TEXTO DE LECTURA:
********

De alguna manera similar fue el caso de Jürgen Habermas. El diálogo entre Benedicto XVI y Habermas, acaso el más influyente pensador de la teoría crítica en Alemania, nos ofrece otra dimensión del enfrentamiento intelectual de su tiempo. En el famoso debate que ambos sostuvieron en enero de 2004 en la Academia Católica de Baviera, titulado «Dialéctica de la secularización», se confrontaron dos visiones del papel de la religión en la sociedad contemporánea.
Durante aquella conversación pública Habermas presentó una defensa de la razón secular moderna. Durante su intervención, de hecho, defendió que las democracias pluralistas requieren una separación entre religión y política, y que los contenidos religiosos, si desean entrar en el espacio público, deben traducirse a un lenguaje racionalmente accesible. Ratzinger, por su parte, propuso una «razón ampliada», capaz de dialogar con los saberes religiosos sin reducirlos a moralidad civil. No parece una propuesta irracional o dogmática. Precisamente en uno de sus turnos de palabra afirmó: «La razón necesita de una corrección ética, de un sentido del bien que la religión puede aportar».

********

MATERIAL PROPORCIONADO:
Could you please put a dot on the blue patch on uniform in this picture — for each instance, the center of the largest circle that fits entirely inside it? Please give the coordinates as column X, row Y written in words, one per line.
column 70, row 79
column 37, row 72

********

PREGUNTAS POR RESPONDER:
**a.** Edita el texto sobre el debate entre Benedicto XVI y Habermas: reescribe todo lo que va desde "De alguna manera" hasta "la sociedad contemporánea.", cambiando "debate" por "encuentro".
**b.** Responde a partir del texto sobre el debate entre Benedicto XVI y Habermas:
(i) ¿En qué mes y año se celebró el debate en la Academia Católica de Baviera?
(ii) Según Habermas, ¿a qué deben traducirse los contenidos religiosos para entrar en el espacio público?
(iii) ¿Qué tipo de razón propuso Ratzinger?

SOLUCIONES:
**a.**
De alguna manera similar fue el caso de Jürgen Habermas. El diálogo entre Benedicto XVI y Habermas, acaso el más influyente pensador de la teoría crítica en Alemania, nos ofrece otra dimensión del enfrentamiento intelectual de su tiempo. En el famoso encuentro que ambos sostuvieron en enero de 2004 en la Academia Católica de Baviera, titulado «Dialéctica de la secularización», se confrontaron dos visiones del papel de la religión en la sociedad contemporánea.

**b.**
(i) En enero de 2004.
(ii) A un lenguaje racionalmente accesible.
(iii) Una «razón ampliada», capaz de dialogar con los saberes religiosos sin reducirlos a moralidad civil.